EXERCISE BRIEF
Reproduce the passage of the Giants–Chiefs commentary from "COMMENTARY | When" up to and including "in the season.", word for word.

##### PROVIDED TEXT #####

COMMENTARY | When the New York Giants (0-3) travel to Arrowhead Stadium Sunday afternoon to face the Kansas City Chiefs (3-0), no one could have predicted that their records would be polar opposites of each other at this point in the season.
The Chiefs have already exceeded last season's win total by completely righting the wrongs that plagued the team in 2012.
Improved quarterback play, ball protection and a much better overall scheme -- especially on defense -- are all paving the way for a football rebirth in Kansas City. And continuing the positive makeover of the franchise with a victory over the Giants this week will all but spoil New York's chances at making the playoffs and could cause a huge ripple effect within that organization.
Since the AFL-NFL merger, only the San Diego Chargers -- who capped off the 1992 season with an 11-1 stretch -- went on to reach the postseason following an 0-4 start to the year.
While the Giants are notoriously streaky, ending the season on a high-note seems to be their specialty.
New York began its Super Bowl season of 2007 with an 0-2 mark, only to finish with a 10-6 record and eventually take down the undefeated New England Patriots following an impressive playoff run. And their championship 2011 season saw the team sitting at 7-7 before reeling off six-consecutive victories, capping things off with another win over those same Patriots.
It seems unlikely, however, that this Giants team will be able to turns things around in enough time to salvage their 2013 season (let alone a postseason berth) -- especially with their weaknesses playing into the strengths that Kansas City has exuded thus far.

##### DATASET EXCERPTS #####

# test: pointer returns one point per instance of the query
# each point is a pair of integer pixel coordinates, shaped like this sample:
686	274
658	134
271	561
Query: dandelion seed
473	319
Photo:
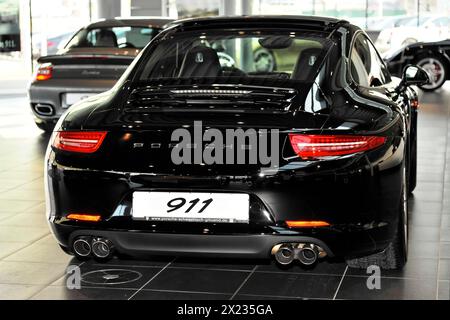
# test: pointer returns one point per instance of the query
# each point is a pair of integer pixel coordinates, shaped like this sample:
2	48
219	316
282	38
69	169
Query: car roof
155	22
266	20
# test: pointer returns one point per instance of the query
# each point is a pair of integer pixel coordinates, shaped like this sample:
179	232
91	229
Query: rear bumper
359	200
51	92
252	246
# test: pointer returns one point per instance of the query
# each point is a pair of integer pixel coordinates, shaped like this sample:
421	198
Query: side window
366	67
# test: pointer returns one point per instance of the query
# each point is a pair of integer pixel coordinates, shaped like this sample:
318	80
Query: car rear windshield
114	37
270	55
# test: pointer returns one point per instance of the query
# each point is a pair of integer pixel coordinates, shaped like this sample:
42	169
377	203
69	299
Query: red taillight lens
44	72
79	141
316	146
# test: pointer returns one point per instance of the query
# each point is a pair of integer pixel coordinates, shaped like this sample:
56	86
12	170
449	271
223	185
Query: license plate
71	98
191	207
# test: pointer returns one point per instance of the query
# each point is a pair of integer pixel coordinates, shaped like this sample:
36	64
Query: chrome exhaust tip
102	248
284	254
43	109
308	255
82	246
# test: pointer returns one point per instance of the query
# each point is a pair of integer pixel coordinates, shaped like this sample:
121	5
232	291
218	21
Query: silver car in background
90	63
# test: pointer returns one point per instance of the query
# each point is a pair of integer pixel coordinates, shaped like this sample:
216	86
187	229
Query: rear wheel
436	69
395	255
412	174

#####

ANSWER TO THE PROBLEM
COMMENTARY | When the New York Giants (0-3) travel to Arrowhead Stadium Sunday afternoon to face the Kansas City Chiefs (3-0), no one could have predicted that their records would be polar opposites of each other at this point in the season.